**WORK INSTRUCTIONS:** Can you pull out every line in the listing below that contains the string "rocky"? Matches must have the same case.

· · · · ·

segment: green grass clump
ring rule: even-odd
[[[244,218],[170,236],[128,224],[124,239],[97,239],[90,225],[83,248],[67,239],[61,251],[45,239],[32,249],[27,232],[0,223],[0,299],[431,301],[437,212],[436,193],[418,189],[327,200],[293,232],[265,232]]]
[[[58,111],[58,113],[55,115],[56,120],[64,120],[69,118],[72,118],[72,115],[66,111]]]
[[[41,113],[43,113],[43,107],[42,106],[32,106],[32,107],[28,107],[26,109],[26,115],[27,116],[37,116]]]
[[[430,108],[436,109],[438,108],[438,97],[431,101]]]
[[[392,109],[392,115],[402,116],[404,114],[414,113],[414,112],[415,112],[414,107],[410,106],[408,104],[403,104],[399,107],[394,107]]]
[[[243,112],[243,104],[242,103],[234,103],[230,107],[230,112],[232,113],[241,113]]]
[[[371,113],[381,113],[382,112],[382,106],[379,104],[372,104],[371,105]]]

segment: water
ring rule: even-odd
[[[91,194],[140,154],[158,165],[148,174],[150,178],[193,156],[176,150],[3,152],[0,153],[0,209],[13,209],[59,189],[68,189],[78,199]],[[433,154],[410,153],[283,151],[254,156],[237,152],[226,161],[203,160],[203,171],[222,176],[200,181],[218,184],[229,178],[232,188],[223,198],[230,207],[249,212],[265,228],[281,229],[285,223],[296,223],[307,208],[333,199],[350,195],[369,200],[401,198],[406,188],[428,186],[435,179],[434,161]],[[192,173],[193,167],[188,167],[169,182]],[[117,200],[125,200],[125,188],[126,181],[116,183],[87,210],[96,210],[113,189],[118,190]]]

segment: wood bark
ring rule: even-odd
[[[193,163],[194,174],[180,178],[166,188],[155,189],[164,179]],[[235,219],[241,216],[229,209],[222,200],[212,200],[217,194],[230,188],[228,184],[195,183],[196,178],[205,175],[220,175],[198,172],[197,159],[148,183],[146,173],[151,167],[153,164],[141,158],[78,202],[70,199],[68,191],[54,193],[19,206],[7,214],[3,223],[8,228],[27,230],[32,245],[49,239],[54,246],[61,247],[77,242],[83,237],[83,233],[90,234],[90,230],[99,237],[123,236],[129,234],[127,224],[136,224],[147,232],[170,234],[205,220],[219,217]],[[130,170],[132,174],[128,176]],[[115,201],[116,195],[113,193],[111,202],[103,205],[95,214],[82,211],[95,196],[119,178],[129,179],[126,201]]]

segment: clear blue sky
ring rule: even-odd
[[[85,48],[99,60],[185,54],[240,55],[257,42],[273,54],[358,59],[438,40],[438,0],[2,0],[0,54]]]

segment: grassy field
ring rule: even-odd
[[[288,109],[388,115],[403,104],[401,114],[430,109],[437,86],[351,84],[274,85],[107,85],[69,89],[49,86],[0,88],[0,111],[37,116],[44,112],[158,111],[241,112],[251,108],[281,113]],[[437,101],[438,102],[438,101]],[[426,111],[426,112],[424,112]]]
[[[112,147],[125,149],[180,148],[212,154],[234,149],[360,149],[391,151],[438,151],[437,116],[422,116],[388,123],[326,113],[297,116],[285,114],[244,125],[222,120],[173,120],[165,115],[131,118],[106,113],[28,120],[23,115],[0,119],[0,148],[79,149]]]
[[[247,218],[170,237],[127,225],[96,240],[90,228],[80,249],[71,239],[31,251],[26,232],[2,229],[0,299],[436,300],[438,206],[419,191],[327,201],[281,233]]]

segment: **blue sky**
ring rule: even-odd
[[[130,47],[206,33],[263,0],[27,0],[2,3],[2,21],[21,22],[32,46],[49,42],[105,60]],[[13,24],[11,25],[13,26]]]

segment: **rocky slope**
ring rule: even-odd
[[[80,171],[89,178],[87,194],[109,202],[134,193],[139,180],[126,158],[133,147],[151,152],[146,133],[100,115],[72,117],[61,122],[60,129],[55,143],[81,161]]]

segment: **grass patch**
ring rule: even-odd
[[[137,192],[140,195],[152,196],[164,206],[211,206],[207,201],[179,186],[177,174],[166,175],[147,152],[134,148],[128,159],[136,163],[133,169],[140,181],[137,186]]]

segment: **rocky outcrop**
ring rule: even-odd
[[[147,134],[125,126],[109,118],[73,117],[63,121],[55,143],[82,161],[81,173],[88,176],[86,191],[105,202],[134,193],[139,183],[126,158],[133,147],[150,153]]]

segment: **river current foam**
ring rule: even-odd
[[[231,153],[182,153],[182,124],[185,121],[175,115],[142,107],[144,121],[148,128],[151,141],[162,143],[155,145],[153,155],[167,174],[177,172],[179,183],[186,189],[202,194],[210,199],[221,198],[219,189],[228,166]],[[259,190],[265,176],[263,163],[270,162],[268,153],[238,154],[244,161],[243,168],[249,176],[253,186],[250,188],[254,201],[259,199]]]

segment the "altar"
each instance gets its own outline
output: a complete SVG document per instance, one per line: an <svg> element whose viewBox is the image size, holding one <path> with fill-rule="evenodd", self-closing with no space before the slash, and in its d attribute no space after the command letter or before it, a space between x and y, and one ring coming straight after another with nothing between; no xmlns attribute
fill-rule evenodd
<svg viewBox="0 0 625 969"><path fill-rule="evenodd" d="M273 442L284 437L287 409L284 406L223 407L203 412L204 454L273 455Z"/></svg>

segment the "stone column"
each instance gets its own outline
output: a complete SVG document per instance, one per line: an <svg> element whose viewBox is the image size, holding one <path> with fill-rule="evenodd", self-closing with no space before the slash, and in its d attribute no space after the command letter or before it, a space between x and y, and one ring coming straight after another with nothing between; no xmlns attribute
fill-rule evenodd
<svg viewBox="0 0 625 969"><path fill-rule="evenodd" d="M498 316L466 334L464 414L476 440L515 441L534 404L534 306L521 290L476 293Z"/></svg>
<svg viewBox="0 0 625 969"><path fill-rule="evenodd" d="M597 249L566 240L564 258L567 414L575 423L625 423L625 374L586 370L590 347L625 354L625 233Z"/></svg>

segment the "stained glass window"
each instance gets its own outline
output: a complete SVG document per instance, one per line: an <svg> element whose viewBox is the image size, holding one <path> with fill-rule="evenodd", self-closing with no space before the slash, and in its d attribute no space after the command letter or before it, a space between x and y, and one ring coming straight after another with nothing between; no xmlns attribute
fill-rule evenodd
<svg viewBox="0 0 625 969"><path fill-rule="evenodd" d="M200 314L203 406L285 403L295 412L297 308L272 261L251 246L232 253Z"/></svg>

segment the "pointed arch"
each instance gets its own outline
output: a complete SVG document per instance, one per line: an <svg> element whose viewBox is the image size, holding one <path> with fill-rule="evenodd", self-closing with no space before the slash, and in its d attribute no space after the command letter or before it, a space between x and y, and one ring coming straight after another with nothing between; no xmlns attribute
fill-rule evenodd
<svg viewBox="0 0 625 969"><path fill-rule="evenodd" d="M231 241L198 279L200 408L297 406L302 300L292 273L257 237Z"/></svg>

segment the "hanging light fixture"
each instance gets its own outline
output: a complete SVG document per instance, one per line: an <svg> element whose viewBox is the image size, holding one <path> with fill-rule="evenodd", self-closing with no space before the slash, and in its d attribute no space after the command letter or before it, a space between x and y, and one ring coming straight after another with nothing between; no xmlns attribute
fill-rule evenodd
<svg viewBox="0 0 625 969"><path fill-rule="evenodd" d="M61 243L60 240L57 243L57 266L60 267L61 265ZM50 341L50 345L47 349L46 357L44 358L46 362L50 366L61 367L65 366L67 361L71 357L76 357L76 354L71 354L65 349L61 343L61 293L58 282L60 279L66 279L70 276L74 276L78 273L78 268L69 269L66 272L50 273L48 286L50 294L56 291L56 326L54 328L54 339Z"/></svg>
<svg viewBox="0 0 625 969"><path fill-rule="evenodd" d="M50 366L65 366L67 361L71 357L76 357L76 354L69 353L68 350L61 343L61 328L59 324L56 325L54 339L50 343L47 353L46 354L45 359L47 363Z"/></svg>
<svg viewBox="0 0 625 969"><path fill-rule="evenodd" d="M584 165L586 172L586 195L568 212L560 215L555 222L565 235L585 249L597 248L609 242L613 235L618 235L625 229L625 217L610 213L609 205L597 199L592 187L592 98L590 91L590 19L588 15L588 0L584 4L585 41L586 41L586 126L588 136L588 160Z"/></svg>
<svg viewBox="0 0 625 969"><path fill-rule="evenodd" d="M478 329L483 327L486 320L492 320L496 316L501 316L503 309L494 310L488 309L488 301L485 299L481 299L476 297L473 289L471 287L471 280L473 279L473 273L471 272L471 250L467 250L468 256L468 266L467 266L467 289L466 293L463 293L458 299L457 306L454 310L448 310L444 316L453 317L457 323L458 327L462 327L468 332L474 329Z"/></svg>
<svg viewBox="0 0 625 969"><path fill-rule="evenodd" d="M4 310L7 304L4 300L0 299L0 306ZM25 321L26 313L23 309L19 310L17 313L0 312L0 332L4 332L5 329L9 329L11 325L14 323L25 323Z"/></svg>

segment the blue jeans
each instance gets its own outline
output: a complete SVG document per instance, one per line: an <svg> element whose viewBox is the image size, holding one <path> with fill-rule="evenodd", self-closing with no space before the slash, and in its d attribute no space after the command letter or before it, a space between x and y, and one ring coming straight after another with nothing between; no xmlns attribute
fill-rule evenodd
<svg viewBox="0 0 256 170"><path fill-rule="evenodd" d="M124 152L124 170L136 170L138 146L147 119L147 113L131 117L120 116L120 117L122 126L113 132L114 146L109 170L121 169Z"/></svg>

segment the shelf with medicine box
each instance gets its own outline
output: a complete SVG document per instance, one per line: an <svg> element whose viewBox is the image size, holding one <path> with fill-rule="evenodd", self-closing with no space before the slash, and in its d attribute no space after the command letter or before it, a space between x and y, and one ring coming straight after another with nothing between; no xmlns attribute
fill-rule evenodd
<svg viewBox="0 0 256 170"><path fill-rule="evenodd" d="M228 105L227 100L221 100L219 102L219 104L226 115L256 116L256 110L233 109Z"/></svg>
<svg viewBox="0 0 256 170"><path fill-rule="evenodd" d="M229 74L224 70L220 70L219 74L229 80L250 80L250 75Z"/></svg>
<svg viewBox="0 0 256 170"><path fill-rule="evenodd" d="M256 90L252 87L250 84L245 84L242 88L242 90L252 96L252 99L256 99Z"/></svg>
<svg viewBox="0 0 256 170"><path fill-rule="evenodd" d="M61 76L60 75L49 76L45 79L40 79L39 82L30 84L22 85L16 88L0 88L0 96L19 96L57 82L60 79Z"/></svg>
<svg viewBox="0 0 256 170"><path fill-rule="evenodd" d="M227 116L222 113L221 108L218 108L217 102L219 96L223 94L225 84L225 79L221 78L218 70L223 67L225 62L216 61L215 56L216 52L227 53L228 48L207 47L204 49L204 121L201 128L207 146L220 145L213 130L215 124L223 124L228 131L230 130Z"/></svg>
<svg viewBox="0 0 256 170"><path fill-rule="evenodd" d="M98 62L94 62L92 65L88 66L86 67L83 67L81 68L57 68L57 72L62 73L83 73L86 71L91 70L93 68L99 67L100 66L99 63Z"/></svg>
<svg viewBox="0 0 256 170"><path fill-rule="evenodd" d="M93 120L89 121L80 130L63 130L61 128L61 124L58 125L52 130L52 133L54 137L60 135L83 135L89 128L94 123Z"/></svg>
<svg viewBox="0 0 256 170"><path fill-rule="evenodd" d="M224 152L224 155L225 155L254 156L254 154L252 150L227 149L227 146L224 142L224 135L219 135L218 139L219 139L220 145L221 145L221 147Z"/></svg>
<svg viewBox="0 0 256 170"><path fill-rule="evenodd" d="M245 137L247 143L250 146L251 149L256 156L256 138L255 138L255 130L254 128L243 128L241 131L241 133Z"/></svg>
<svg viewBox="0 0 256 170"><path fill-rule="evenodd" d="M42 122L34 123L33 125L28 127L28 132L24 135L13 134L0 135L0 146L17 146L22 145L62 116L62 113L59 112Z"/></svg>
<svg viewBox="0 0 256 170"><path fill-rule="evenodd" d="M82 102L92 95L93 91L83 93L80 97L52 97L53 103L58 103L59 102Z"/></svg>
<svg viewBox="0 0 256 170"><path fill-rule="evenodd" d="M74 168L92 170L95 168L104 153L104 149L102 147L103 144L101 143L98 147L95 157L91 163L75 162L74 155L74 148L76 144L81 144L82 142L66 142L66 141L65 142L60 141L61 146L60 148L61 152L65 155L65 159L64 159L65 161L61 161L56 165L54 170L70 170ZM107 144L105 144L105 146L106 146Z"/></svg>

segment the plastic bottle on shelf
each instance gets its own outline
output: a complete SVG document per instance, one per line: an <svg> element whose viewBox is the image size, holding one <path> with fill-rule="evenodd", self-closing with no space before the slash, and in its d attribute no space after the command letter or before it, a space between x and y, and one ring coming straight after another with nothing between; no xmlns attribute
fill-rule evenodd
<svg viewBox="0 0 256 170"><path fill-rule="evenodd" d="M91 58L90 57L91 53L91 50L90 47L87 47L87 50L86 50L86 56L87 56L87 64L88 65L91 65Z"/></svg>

· · · · ·

**WRITTEN RESPONSE:**
segment: **rocky slope**
segment: **rocky outcrop**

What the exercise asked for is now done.